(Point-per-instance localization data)
*** Begin section ***

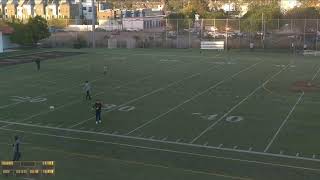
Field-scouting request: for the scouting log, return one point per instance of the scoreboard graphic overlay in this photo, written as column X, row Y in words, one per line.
column 27, row 168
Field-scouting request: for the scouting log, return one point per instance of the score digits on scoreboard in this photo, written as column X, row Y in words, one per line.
column 27, row 168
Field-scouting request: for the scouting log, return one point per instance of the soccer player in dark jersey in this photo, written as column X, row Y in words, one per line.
column 16, row 149
column 97, row 107
column 87, row 89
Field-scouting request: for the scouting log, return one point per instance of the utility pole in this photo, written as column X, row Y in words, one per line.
column 93, row 24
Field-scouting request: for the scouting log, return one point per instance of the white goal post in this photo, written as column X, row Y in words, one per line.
column 213, row 45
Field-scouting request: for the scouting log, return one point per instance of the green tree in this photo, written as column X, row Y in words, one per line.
column 309, row 3
column 178, row 21
column 195, row 7
column 31, row 32
column 252, row 20
column 22, row 33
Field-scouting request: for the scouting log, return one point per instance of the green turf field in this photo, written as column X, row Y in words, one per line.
column 169, row 114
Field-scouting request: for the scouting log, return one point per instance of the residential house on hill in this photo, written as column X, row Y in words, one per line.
column 39, row 8
column 25, row 9
column 68, row 10
column 52, row 10
column 3, row 4
column 11, row 9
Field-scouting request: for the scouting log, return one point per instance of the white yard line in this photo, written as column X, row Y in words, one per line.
column 237, row 105
column 148, row 94
column 185, row 152
column 283, row 123
column 289, row 114
column 193, row 97
column 316, row 75
column 47, row 94
column 56, row 92
column 76, row 101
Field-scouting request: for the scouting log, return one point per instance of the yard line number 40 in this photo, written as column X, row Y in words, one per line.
column 119, row 108
column 211, row 117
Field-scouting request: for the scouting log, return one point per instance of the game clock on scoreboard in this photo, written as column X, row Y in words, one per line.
column 27, row 168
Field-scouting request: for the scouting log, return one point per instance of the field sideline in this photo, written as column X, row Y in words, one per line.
column 169, row 114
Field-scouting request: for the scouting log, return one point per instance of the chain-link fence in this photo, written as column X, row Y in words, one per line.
column 187, row 33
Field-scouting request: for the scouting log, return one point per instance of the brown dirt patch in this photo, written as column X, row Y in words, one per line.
column 28, row 58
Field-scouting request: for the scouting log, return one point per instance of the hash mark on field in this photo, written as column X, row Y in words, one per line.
column 144, row 139
column 192, row 98
column 315, row 76
column 237, row 105
column 281, row 152
column 284, row 122
column 60, row 125
column 148, row 94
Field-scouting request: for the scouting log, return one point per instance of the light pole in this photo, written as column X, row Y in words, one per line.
column 227, row 29
column 93, row 24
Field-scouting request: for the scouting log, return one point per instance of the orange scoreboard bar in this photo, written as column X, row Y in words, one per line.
column 27, row 168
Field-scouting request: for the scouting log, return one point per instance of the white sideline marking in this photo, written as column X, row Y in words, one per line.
column 76, row 101
column 148, row 94
column 60, row 125
column 154, row 140
column 237, row 105
column 193, row 97
column 283, row 123
column 315, row 76
column 184, row 152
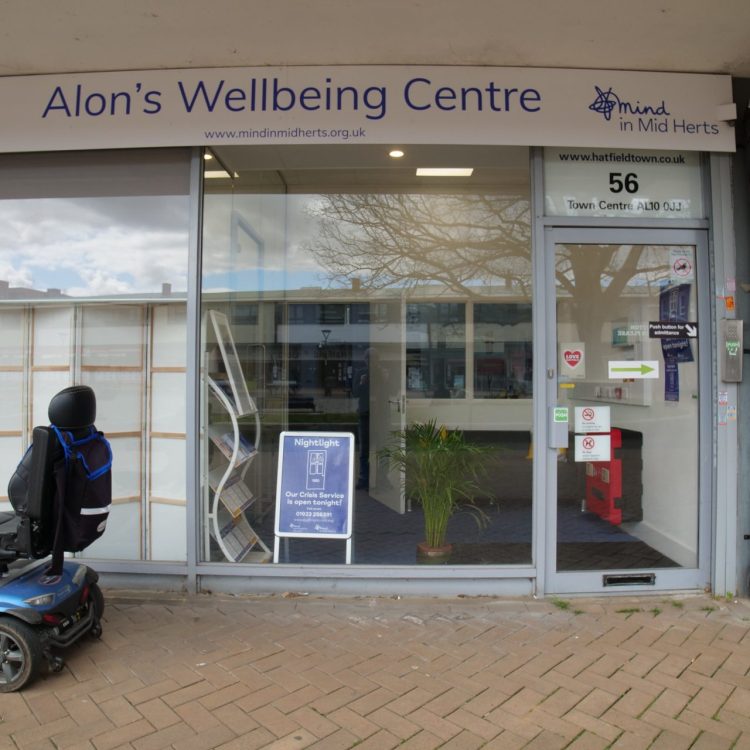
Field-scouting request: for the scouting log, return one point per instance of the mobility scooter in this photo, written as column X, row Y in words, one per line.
column 60, row 503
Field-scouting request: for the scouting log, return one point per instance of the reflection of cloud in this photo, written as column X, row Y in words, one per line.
column 97, row 246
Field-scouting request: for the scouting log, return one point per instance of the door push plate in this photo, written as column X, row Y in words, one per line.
column 557, row 426
column 731, row 350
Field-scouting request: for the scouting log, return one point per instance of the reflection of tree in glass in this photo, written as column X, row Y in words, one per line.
column 407, row 240
column 599, row 280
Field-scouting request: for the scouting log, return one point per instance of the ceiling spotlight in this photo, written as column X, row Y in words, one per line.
column 445, row 171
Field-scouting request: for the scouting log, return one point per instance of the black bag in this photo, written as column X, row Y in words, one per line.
column 83, row 492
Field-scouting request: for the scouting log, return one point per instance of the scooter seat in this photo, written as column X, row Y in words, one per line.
column 9, row 523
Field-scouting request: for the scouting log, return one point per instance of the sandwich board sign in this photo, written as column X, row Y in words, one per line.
column 315, row 487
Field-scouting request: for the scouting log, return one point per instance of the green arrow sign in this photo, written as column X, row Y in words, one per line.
column 625, row 369
column 643, row 369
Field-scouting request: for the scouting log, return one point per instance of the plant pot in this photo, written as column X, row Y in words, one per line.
column 434, row 554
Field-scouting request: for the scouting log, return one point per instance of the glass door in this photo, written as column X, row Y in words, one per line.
column 627, row 373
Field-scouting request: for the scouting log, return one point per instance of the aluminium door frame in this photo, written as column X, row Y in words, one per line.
column 666, row 579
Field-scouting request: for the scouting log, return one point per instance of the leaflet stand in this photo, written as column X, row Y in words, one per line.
column 228, row 494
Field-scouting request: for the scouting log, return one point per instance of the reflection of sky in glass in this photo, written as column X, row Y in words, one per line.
column 276, row 242
column 90, row 247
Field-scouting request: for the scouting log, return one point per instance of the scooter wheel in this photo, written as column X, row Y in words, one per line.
column 20, row 654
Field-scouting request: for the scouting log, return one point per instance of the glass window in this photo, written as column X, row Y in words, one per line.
column 383, row 302
column 93, row 283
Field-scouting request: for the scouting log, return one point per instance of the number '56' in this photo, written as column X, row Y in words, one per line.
column 619, row 182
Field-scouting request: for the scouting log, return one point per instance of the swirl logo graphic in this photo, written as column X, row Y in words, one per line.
column 607, row 102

*** End section ***

* [WORK REQUEST]: Without carrying over any picture, retype the records above word for word.

* [SOLUTION FOR THIS EXERCISE]:
Field-scouting request: for the scouting log, return one point per instance of the scoreboard graphic overlay in this photo, written as column X, row Y in words, one per line.
column 27, row 168
Field-scouting request: for the scouting log, return one point per instance of the score digits on scoreboard in this photo, written as column X, row Y in words, one per line.
column 27, row 168
Field-scouting request: for the scouting log, return one point per instance of the soccer player in dark jersey in this photo, written as column X, row Y in words, one per line.
column 16, row 149
column 97, row 107
column 87, row 89
Field-scouting request: for the scouting log, return one point per instance of the utility pole in this photo, written as column X, row Y in words, one per line.
column 93, row 24
Field-scouting request: for the scouting log, return one point per instance of the white goal post in this photo, written as column X, row Y in words, one per line.
column 213, row 45
Field-scouting request: for the scouting log, return one point per instance of the green tree in this photo, written as column X, row Y in words, one per line.
column 309, row 3
column 178, row 21
column 195, row 7
column 31, row 32
column 252, row 20
column 22, row 33
Field-scouting request: for the scouting log, return one point per instance of the green turf field in this photo, written as column X, row Y in words, one per line.
column 169, row 114
Field-scouting request: for the scouting log, return one point per instance of the residential house on hill in this photo, written as column X, row Y in words, one per line.
column 39, row 8
column 25, row 9
column 68, row 10
column 52, row 10
column 3, row 4
column 11, row 9
Field-scouting request: for the scouting log, return one point per instance of the white yard line in this photo, written as column X, row Y in words, one per line.
column 237, row 105
column 148, row 94
column 185, row 152
column 283, row 123
column 289, row 114
column 193, row 97
column 316, row 75
column 47, row 94
column 56, row 92
column 76, row 101
Field-scouting request: for the scouting log, return one point per instance of the yard line number 40 in this photo, written as column X, row Y in words, one per line.
column 119, row 108
column 211, row 117
Field-scouting request: for the scouting log, return one point per instance of the game clock on scoreboard in this photo, written as column X, row Y in words, one per line.
column 27, row 168
Field-scouting request: for the scouting log, return one point per instance of the field sideline in this photo, written as column X, row Y in words, one per line.
column 169, row 114
Field-scouting request: for the scouting log, return one point per instance of the chain-link fence in this photo, written as column X, row Y in words, one per line.
column 187, row 33
Field-scouting request: for the scouting log, return one point per instance of the brown dirt patch in this photo, written as column X, row Y in words, one per line.
column 28, row 58
Field-scouting request: for the scouting log, return one point per instance of the hash mark on field in this photo, written as column X, row Y in words, one per line.
column 144, row 139
column 192, row 98
column 315, row 76
column 237, row 105
column 281, row 152
column 284, row 122
column 60, row 125
column 148, row 94
Field-scouting request: for the scouting log, return one point per instance of the light pole in this photo, written as column X, row Y in words, one per line.
column 227, row 29
column 93, row 24
Field-scouting request: for the scouting log, return one point per instance of the orange scoreboard bar in this photo, written as column X, row Y in words, one per line.
column 27, row 168
Field-scouting request: for the scouting log, return one point per instance of the white sideline marking in this photo, written as column X, row Y in words, one per line.
column 76, row 101
column 148, row 94
column 60, row 125
column 154, row 140
column 237, row 105
column 193, row 97
column 283, row 123
column 315, row 76
column 184, row 152
Field-scouting request: for the scouting log, return one point per instance of the mobility scooter in this photo, written as column X, row Y in words, one per line.
column 60, row 503
Field-scouting request: for the scouting log, return one point per instance of the reflection of cloud in this photo, written as column X, row Y in words, one per line.
column 97, row 246
Field-scouting request: for the scouting log, return one point per instance of the door push plate in this photo, written as column X, row Y in words, one per line.
column 557, row 426
column 731, row 350
Field-scouting request: for the scouting log, return one point per instance of the reflection of tree in glass in this photo, written as column X, row Y in words, one per line.
column 407, row 240
column 599, row 280
Field-scouting request: for the scouting log, return one point per instance of the ceiling spotlight in this photo, written as column X, row Y in words, one per line.
column 445, row 171
Field-scouting request: for the scouting log, return one point per instance of the black bag in this photo, written as column X, row Y in words, one per line.
column 83, row 492
Field-scouting request: for the scouting log, return one point per instance of the scooter seat in this photo, written as column X, row Y in words, one per line.
column 9, row 523
Field-scouting request: for the scouting log, return one point per instance of the sandwich board sign in this photo, written as column X, row Y in words, one per line.
column 315, row 487
Field-scouting request: for the scouting log, return one point per instance of the green arrow sign in this photo, written as column X, row Y in words, one per line.
column 625, row 369
column 643, row 369
Field-scouting request: for the scouting log, return one point per instance of the plant pot in this photo, written as column X, row Y in words, one per line.
column 434, row 554
Field-scouting request: for the scouting log, return one point per instance of the glass door in this photo, written as column X, row Y in words, one per line.
column 627, row 373
Field-scouting request: for the scouting log, return one point per instance of the aluminium door frame in this photo, written as column X, row Y in words, one per line.
column 666, row 579
Field-scouting request: for the scouting log, return one point per instance of the leaflet stand in this photo, written as column X, row Y in words, one per line.
column 228, row 494
Field-scouting request: for the scouting log, return one point per instance of the reflection of sky in glass in this photo, written as column X, row Y in words, one per line.
column 276, row 242
column 90, row 247
Field-scouting request: for the scouting log, return one point per instance of the scooter wheel in this photo, written as column X, row Y in words, one per line.
column 20, row 654
Field-scouting request: for the scouting log, return one point per instance of the glass window in this photo, written as column X, row Y in words, one per line.
column 383, row 302
column 93, row 283
Field-scouting request: for the scouting log, return one point per instance of the number '56' in this photo, written as column X, row Y in words, one per line.
column 619, row 182
Field-scouting request: for the scouting log, return one point per instance of the swirl logo graphic in this photo, written as column X, row Y in words, one per line.
column 607, row 102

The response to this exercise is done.